PROMPT -
Please reproduce every one of the records below line for line, without changing a single character.

TASK INPUTS -
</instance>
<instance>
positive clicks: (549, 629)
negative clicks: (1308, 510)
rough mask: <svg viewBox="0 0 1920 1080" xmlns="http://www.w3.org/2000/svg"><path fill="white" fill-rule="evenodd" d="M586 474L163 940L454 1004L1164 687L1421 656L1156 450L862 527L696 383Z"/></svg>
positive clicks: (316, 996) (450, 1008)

EXERCISE OUTPUT -
</instance>
<instance>
positive clicks: (549, 629)
negative clicks: (1308, 510)
rough mask: <svg viewBox="0 0 1920 1080" xmlns="http://www.w3.org/2000/svg"><path fill="white" fill-rule="evenodd" d="M586 474L163 940L454 1004L1164 687L1421 656L1156 450L862 527L696 383Z"/></svg>
positive clicks: (316, 996) (450, 1008)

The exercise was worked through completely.